[[ Entries supplied open ]]
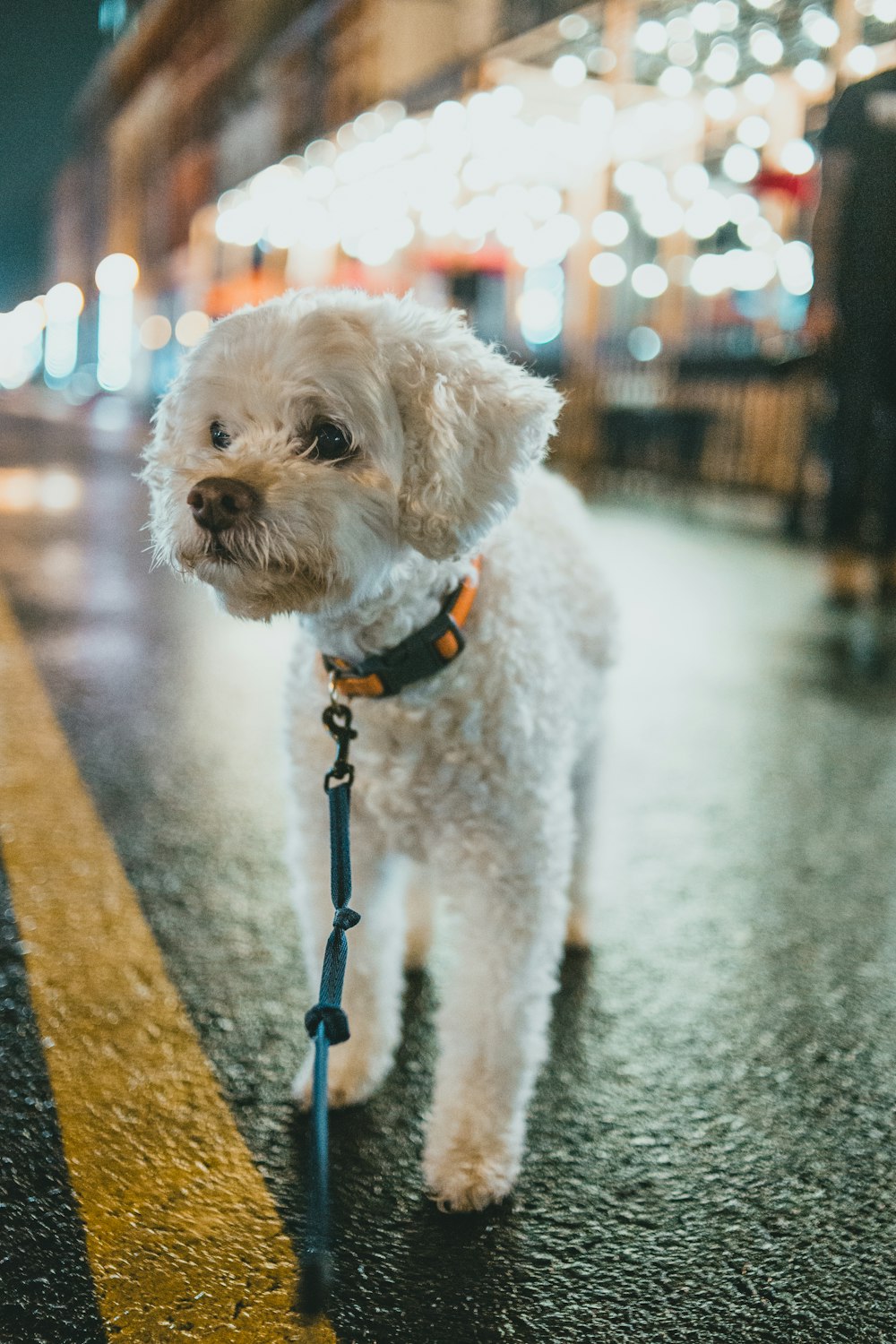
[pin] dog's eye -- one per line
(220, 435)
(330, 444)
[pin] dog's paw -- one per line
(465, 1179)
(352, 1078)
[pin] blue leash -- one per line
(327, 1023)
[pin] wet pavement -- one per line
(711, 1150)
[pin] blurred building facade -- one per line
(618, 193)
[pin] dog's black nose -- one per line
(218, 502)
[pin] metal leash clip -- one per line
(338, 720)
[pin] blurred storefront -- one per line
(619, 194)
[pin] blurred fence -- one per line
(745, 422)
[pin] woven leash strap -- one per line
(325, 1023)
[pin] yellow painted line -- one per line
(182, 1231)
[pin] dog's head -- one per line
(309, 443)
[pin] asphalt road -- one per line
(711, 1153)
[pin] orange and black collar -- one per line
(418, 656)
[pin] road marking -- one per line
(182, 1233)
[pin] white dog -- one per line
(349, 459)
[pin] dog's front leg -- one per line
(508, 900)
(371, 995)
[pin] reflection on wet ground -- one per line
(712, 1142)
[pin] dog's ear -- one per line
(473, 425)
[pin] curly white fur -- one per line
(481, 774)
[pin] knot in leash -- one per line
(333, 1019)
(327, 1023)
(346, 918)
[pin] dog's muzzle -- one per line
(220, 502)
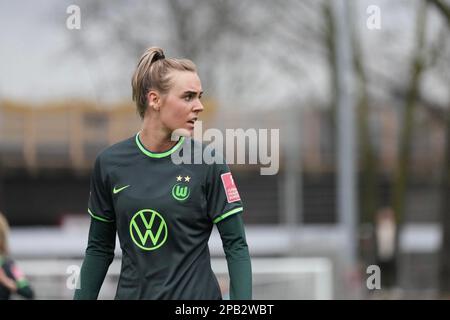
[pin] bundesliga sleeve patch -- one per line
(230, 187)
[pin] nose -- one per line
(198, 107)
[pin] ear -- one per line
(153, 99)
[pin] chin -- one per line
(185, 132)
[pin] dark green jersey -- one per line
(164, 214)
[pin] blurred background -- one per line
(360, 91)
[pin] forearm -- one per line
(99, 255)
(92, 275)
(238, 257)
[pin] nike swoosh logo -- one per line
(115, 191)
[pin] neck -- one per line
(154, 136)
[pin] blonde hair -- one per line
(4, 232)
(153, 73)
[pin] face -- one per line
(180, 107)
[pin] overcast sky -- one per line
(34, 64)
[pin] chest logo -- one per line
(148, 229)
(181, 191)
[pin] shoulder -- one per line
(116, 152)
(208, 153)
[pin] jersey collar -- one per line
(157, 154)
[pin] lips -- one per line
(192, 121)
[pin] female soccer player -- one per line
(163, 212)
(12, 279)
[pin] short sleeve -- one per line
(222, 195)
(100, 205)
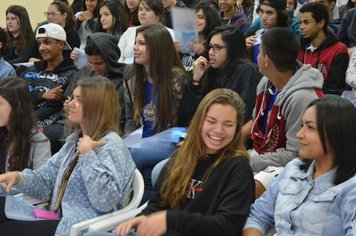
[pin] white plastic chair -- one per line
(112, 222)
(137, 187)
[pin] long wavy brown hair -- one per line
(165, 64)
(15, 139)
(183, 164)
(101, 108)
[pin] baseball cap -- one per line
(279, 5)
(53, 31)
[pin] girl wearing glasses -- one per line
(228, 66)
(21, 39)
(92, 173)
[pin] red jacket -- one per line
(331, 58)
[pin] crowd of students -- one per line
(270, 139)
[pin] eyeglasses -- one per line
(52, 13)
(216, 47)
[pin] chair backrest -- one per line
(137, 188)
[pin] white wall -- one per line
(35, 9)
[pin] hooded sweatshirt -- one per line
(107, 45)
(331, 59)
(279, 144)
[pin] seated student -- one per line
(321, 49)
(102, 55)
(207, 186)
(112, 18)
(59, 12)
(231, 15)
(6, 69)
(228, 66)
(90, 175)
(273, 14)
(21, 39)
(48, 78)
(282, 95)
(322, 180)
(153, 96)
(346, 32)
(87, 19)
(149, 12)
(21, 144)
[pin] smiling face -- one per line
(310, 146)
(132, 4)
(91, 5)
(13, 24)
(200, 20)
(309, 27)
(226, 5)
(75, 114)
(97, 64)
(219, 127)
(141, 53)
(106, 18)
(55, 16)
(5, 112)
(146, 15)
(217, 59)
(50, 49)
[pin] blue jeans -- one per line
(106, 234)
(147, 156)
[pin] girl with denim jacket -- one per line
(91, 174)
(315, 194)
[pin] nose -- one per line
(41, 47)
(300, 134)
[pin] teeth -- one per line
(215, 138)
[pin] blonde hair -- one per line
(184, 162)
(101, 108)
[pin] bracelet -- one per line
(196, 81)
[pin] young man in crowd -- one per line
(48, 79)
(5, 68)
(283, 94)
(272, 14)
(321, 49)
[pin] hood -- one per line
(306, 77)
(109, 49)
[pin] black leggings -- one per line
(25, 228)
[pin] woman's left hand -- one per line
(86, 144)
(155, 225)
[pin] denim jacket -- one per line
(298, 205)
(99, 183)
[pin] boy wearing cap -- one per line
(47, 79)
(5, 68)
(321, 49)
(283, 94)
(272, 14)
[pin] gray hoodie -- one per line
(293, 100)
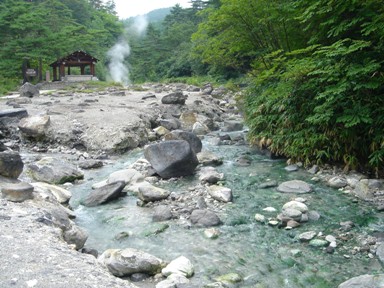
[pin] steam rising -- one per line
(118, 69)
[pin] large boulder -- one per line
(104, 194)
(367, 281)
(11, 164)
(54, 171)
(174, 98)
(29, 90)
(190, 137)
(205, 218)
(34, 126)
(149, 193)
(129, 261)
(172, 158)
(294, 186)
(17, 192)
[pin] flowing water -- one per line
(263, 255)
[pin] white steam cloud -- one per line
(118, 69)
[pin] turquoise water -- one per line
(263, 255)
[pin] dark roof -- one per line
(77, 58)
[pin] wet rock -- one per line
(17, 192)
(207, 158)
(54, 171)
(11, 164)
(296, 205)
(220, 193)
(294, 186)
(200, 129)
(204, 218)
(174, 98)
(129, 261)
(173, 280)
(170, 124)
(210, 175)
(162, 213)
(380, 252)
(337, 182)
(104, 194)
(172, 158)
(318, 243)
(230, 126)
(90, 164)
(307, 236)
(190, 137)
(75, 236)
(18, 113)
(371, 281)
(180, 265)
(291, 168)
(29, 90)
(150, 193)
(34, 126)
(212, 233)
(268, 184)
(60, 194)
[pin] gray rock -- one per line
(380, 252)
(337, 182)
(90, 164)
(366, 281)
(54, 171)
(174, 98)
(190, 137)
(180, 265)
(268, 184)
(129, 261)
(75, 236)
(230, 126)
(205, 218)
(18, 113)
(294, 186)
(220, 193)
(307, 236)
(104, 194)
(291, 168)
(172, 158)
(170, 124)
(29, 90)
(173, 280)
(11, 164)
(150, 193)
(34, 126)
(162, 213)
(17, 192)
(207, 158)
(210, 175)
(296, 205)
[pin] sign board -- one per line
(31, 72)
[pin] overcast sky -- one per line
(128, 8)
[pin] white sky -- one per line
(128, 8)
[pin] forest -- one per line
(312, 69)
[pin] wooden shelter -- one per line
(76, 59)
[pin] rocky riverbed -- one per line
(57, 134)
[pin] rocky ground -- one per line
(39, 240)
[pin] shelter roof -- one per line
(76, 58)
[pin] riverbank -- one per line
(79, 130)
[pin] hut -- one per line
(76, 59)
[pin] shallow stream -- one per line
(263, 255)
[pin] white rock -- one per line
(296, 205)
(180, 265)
[[ Entries supplied closed ]]
About this exercise —
Would you give the data above again word for word, skipping any images?

Task result —
[pin] dog's eye -- one per line
(220, 435)
(330, 444)
[pin] dog's paw -- one per line
(465, 1179)
(352, 1078)
[pin] blue leash -- one per line
(327, 1023)
[pin] wet pavement -- one per line
(711, 1150)
[pin] blurred building facade -- one per line
(618, 193)
[pin] dog's black nose -- one per line
(218, 502)
[pin] metal leash clip -- one per line
(338, 720)
[pin] blurred storefront -- one per line
(619, 194)
[pin] blurred fence -- one per line
(745, 422)
[pin] woven leash strap -- one per line
(325, 1023)
[pin] yellow painted line -- one per line
(182, 1231)
[pin] dog's head -- one per line
(309, 443)
[pin] asphalt road -- one per line
(711, 1153)
[pin] orange and black collar -- one per line
(418, 656)
[pin] road marking -- one per line
(182, 1233)
[pin] white dog -- one per line
(349, 459)
[pin] dog's front leg -- one per line
(508, 900)
(371, 995)
[pin] reflection on wet ground -- one per line
(712, 1142)
[pin] dog's ear -- one per line
(473, 425)
[pin] curly white fur -- one per line
(481, 774)
[pin] knot in leash -- one per line
(333, 1019)
(327, 1023)
(346, 918)
[pin] dog's muzzle -- one per line
(220, 502)
[pin] bundesliga sleeve patch -- one per line
(230, 187)
[pin] nose -- one per line
(198, 107)
[pin] ear -- one per line
(153, 99)
[pin] chin -- one per line
(185, 132)
[pin] dark green jersey -- one per line
(164, 214)
[pin] blurred background -- one per line
(360, 91)
[pin] forearm -- one per line
(99, 255)
(92, 275)
(238, 257)
[pin] nike swoosh logo -- one per line
(115, 191)
[pin] neck -- one per line
(154, 136)
[pin] blonde hair -- one per line
(4, 232)
(153, 73)
[pin] face -- one per line
(180, 107)
[pin] overcast sky -- one per line
(34, 64)
[pin] chest logo -- one per line
(148, 229)
(181, 191)
[pin] shoulder -- one per line
(116, 152)
(208, 153)
[pin] jersey collar -- one per line
(157, 154)
[pin] lips -- one per line
(192, 121)
[pin] female soccer player -- one per line
(163, 212)
(12, 279)
[pin] short sleeve -- one per line
(222, 195)
(100, 205)
[pin] white plastic chair -- one per line
(112, 222)
(137, 187)
[pin] long wavy brown hair -- one per line
(165, 64)
(15, 139)
(183, 164)
(101, 108)
[pin] baseball cap -- one per line
(279, 5)
(53, 31)
[pin] girl wearing glasses -- one per line
(228, 66)
(21, 39)
(92, 173)
[pin] red jacket -- one per line
(331, 58)
[pin] crowd of students -- one per line
(270, 139)
[pin] eyeglasses -- one per line
(52, 13)
(216, 47)
[pin] chair backrest -- one per line
(137, 188)
[pin] white wall -- one per line
(35, 9)
[pin] hooded sweatshirt -- one per line
(107, 45)
(331, 59)
(279, 144)
[pin] seated student -- one per line
(321, 49)
(102, 55)
(207, 186)
(112, 18)
(59, 12)
(231, 15)
(6, 69)
(228, 66)
(90, 175)
(273, 14)
(21, 39)
(48, 78)
(282, 95)
(322, 180)
(153, 96)
(346, 32)
(87, 19)
(149, 12)
(21, 144)
[pin] smiling face -- one per line
(310, 146)
(132, 4)
(91, 5)
(13, 24)
(200, 20)
(309, 27)
(226, 5)
(75, 114)
(97, 64)
(219, 127)
(141, 53)
(106, 18)
(55, 16)
(5, 112)
(146, 15)
(217, 59)
(50, 49)
[pin] blue jeans -- one per line
(106, 234)
(147, 156)
[pin] girl with denim jacket -- one per line
(91, 174)
(315, 194)
[pin] nose -- one per line
(41, 47)
(300, 134)
[pin] teeth -- one per line
(215, 138)
[pin] blonde hair -- one per line
(184, 162)
(101, 108)
[pin] bracelet -- one per line
(196, 81)
[pin] young man in crowd -- one per line
(48, 79)
(5, 68)
(283, 94)
(272, 14)
(321, 49)
[pin] hood -- one per line
(306, 77)
(109, 49)
[pin] black leggings -- one per line
(25, 228)
[pin] woman's left hand -- one per line
(86, 144)
(155, 225)
[pin] denim jacket -- one per line
(298, 205)
(99, 183)
[pin] boy wearing cap -- one per line
(47, 79)
(5, 68)
(321, 49)
(283, 94)
(272, 14)
[pin] gray hoodie -- one per line
(293, 100)
[pin] steam rising -- one per line
(118, 69)
[pin] large boulder -- one per line
(104, 194)
(367, 281)
(11, 164)
(54, 171)
(174, 98)
(29, 90)
(190, 137)
(205, 218)
(34, 126)
(149, 193)
(129, 261)
(172, 158)
(294, 186)
(17, 192)
[pin] flowing water -- one per line
(263, 255)
[pin] white steam cloud -- one per line
(118, 69)
[pin] turquoise water -- one per line
(263, 255)
[pin] dark roof -- one per line
(77, 58)
[pin] wet rock -- one per line
(17, 192)
(207, 158)
(54, 171)
(11, 164)
(296, 205)
(220, 193)
(294, 186)
(200, 129)
(204, 218)
(174, 98)
(129, 261)
(173, 280)
(170, 124)
(210, 175)
(162, 213)
(380, 252)
(337, 182)
(104, 194)
(172, 158)
(318, 243)
(230, 126)
(90, 164)
(307, 236)
(190, 137)
(75, 236)
(18, 113)
(371, 281)
(180, 265)
(291, 168)
(29, 90)
(150, 193)
(34, 126)
(212, 233)
(268, 184)
(60, 194)
[pin] gray rock -- one per line
(380, 252)
(337, 182)
(90, 164)
(366, 281)
(54, 171)
(174, 98)
(190, 137)
(180, 265)
(268, 184)
(129, 261)
(75, 236)
(230, 126)
(205, 218)
(18, 113)
(294, 186)
(220, 193)
(307, 236)
(104, 194)
(291, 168)
(172, 158)
(170, 124)
(29, 90)
(173, 280)
(11, 164)
(150, 193)
(34, 126)
(162, 213)
(17, 192)
(207, 158)
(210, 175)
(296, 205)
[pin] sign board -- one per line
(31, 72)
[pin] overcast sky -- one per line
(128, 8)
[pin] white sky -- one per line
(128, 8)
[pin] forest -- one per line
(312, 69)
[pin] wooden shelter -- one per line
(76, 59)
[pin] rocky riverbed -- one per line
(57, 134)
[pin] rocky ground -- one per line
(39, 240)
[pin] shelter roof -- one per line
(76, 58)
[pin] riverbank -- one per line
(79, 130)
[pin] hut -- one per line
(76, 59)
[pin] shallow stream -- one per line
(263, 255)
[pin] white rock -- one per line
(296, 205)
(180, 265)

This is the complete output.